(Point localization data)
>>>

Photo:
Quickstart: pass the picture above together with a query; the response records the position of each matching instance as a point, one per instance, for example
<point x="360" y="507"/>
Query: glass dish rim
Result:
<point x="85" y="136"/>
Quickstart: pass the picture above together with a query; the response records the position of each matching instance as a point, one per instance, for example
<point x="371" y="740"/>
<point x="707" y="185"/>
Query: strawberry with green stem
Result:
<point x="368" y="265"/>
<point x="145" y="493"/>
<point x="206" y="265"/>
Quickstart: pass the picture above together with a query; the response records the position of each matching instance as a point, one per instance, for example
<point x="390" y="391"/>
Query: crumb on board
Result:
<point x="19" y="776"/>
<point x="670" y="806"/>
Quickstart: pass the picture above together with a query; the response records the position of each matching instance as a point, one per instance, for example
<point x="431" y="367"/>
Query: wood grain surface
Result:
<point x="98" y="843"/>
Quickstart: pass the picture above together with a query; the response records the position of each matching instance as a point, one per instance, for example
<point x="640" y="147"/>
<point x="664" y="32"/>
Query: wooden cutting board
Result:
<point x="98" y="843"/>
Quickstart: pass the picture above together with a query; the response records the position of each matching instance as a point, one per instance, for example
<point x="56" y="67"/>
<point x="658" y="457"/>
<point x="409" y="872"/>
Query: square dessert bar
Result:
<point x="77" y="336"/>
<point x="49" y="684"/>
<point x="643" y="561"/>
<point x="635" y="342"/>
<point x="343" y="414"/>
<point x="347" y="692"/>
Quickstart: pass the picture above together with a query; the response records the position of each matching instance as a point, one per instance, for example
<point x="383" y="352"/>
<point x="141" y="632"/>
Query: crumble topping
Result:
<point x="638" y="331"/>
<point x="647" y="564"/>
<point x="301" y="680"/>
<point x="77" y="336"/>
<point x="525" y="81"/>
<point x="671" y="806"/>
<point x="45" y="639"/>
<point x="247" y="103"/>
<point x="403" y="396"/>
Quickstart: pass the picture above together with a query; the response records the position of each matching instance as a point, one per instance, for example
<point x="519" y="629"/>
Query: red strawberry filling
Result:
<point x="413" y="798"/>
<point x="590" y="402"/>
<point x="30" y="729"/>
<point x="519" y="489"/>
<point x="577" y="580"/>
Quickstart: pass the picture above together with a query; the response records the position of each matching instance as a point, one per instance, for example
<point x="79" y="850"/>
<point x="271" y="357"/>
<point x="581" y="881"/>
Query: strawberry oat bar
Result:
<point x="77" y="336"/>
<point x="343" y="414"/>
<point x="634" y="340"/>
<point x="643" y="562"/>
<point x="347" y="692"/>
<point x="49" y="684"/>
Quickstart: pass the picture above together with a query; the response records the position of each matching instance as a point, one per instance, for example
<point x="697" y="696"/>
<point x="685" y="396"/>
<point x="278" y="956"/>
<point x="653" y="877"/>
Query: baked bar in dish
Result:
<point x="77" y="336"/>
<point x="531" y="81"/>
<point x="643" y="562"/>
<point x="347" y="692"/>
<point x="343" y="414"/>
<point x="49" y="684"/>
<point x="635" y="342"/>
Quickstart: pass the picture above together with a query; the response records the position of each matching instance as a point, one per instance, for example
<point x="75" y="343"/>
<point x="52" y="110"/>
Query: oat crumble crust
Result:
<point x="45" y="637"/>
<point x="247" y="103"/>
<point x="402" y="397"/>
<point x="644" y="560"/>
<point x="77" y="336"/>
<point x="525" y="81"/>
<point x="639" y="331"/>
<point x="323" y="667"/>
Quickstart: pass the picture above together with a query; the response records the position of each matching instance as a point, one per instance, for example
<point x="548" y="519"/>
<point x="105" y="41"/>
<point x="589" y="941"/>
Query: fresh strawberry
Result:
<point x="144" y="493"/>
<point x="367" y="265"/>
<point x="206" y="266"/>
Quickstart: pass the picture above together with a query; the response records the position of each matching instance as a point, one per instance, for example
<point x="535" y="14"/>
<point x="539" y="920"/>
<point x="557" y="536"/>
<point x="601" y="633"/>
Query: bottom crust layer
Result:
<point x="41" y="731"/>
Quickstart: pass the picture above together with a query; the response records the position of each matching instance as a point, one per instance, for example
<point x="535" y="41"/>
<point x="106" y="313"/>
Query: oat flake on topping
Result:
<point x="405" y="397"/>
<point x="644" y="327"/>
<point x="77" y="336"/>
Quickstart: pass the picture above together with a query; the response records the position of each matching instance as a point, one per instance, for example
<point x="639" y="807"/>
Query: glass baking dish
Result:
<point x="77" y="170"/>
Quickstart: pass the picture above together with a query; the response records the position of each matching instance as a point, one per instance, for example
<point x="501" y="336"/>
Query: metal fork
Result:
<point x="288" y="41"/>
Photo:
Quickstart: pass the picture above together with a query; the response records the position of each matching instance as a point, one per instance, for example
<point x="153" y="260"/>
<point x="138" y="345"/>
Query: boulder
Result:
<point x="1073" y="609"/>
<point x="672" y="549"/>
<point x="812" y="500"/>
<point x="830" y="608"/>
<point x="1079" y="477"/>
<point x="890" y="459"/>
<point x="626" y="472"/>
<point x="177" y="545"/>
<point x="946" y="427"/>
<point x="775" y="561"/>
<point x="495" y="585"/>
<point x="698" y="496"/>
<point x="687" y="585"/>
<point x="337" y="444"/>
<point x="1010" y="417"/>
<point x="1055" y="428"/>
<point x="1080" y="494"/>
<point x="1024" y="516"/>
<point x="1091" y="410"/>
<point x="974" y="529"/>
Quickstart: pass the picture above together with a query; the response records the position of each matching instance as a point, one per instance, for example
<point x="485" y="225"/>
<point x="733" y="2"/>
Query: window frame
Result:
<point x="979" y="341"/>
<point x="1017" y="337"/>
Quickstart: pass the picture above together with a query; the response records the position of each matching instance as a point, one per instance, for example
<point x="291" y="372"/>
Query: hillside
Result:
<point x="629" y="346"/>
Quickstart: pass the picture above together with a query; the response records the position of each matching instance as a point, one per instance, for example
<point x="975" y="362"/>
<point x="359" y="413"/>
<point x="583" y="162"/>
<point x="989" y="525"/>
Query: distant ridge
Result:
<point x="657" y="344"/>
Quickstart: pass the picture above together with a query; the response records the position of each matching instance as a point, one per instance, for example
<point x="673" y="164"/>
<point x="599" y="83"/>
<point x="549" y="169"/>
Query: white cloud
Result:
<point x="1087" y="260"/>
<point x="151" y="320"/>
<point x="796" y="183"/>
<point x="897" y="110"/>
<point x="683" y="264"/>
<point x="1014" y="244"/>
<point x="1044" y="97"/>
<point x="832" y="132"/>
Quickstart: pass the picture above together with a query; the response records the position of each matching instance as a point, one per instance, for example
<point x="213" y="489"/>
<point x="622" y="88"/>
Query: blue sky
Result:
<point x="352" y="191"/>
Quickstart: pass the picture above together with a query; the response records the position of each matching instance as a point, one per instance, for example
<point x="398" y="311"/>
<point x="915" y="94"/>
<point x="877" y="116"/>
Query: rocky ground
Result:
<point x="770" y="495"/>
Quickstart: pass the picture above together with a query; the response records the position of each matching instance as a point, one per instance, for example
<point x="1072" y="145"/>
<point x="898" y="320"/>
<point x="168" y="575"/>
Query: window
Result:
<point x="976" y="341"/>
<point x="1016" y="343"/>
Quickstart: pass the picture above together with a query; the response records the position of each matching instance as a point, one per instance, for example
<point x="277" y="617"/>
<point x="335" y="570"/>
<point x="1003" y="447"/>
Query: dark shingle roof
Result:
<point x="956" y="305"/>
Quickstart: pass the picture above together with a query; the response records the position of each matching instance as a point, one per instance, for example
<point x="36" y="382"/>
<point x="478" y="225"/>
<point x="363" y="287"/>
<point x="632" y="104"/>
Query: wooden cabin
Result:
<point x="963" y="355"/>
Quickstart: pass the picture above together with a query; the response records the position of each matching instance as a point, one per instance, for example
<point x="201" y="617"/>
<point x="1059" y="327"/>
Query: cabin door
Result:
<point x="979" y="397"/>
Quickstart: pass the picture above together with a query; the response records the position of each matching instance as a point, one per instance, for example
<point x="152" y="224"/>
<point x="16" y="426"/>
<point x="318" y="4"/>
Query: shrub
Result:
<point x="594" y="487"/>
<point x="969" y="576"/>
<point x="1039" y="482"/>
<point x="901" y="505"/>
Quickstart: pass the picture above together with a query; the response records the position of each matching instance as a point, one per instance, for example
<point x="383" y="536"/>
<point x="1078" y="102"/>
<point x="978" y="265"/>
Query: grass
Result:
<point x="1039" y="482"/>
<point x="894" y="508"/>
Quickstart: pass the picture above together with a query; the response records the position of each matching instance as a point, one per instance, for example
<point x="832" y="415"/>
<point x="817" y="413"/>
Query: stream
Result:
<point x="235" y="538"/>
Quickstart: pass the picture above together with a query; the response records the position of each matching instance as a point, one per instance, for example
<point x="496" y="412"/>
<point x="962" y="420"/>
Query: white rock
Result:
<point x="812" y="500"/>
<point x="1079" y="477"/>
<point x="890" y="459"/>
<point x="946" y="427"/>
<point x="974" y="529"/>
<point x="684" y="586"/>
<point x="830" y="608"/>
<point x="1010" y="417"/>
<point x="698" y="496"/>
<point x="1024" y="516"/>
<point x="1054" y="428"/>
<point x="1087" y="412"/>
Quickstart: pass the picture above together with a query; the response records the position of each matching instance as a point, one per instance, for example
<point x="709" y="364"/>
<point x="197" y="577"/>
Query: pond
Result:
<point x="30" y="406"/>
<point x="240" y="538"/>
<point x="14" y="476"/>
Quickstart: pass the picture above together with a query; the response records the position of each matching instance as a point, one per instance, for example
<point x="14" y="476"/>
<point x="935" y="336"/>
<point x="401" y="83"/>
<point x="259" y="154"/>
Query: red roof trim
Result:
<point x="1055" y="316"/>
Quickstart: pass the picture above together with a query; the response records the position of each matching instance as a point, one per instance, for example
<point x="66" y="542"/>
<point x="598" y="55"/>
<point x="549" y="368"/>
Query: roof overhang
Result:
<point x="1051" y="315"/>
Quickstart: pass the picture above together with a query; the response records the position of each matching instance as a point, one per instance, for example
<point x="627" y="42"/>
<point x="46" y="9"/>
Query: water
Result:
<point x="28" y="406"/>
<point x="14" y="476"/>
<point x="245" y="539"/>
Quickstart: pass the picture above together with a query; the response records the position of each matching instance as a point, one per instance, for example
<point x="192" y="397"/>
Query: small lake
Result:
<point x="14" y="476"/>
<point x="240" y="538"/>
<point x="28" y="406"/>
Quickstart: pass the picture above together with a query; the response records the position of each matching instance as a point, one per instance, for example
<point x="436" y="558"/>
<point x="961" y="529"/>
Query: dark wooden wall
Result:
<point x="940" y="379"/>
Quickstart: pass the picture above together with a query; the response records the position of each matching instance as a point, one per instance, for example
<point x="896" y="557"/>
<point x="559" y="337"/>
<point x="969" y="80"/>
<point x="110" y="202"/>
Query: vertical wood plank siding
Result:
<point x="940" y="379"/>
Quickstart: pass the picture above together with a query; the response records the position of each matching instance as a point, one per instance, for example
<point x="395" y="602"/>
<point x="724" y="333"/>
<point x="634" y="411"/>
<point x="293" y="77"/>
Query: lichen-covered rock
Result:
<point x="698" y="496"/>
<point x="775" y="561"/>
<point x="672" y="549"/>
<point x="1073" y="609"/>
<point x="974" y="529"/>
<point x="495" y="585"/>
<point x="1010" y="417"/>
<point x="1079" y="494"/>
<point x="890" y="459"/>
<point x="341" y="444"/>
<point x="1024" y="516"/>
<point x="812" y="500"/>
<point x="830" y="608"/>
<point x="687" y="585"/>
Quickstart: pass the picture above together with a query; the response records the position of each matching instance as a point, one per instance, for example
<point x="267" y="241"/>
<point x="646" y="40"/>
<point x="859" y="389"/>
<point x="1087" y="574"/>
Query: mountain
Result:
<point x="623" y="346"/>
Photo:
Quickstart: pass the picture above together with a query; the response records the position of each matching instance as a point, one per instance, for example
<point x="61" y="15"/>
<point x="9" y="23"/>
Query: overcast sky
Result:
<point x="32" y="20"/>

<<<

** Task prompt **
Say how many lines in the records contain the string "wooden", and say nothing else.

** Task result **
3